● Text section:
>> Begin
Here, when the data received from a 3 axis gyrosensor from which
unnecessary data is eliminated does not exceed a threshold, the
environment sensor interface 207 may determine the state to be at
rest without a motion. Conversely, when the data exceeds the
threshold, the environment sensor interface 207 may determine the
state to be in motion with orientation.
[0043] The authoring tool interface 209 may select, from a filmed
video or an edited video, a frame to which a sensory effect is to
be added, and allow the sensory effect to last for a desired amount
of time. Here, the authoring tool interface 209 may analyze a
position of the frame and a duration over which the sensory effect
lasts. Here, the authoring tool interface 209 may further analyze
attribute information corresponding to a sensory effect. In a case
of a wind effect, the authoring tool interface 209 may analyze the
attribute information on wind. For example, a wind blowing at a
speed of less than 4 m/s may be analyzed to be a weak wind and a
wind blowing at a speed of greater than or equal to 14 m/s may be
analyzed to be a strong wind.
[0044] The authoring tool interface 209 may conduct a search of an
effect attribute mapping DB 231 and determine the attribute
information corresponding to the sensory effect.
[0045] When a media content previously filmed and edited is played
by an authoring tool or a terminal, the media playback interface
211 may capture a frame to which a sensory effect is to be added.
When an image capture event occurs, the media playback interface
211 may extract a feature point of the captured frame. Here, the
media playback interface 211 may extract the feature point of the
frame by comparing and analyzing a preceding frame and a frame
subsequent to the captured frame.
[0046] Also, the media playback interface 211 may analyze an
attribute of the frame based on the extracted feature point. For
example, the media play interface 211 may classify an object
showing numerous motions and a background showing zero or few
motions. Here, the media playback interface 211 may find an
approximate size, a shape, or a number of objects or backgrounds.
>> End
● Given material:
>> Begin
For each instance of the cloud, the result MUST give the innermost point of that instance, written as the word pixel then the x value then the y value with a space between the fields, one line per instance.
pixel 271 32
>> End
● Jobs:
**A)** Copy the sensory effect text from "[0044] The authoring" to "to be added.", substituting "player" for "terminal".
**B)** List every paragraph number shown in square brackets in the sensory effect text.

● Solutions to the exercise:
**A)**
[0044] The authoring tool interface 209 may conduct a search of an
effect attribute mapping DB 231 and determine the attribute
information corresponding to the sensory effect.
[0045] When a media content previously filmed and edited is played
by an authoring tool or a player, the media playback interface
211 may capture a frame to which a sensory effect is to be added.

**B)** [0043], [0044], [0045], [0046]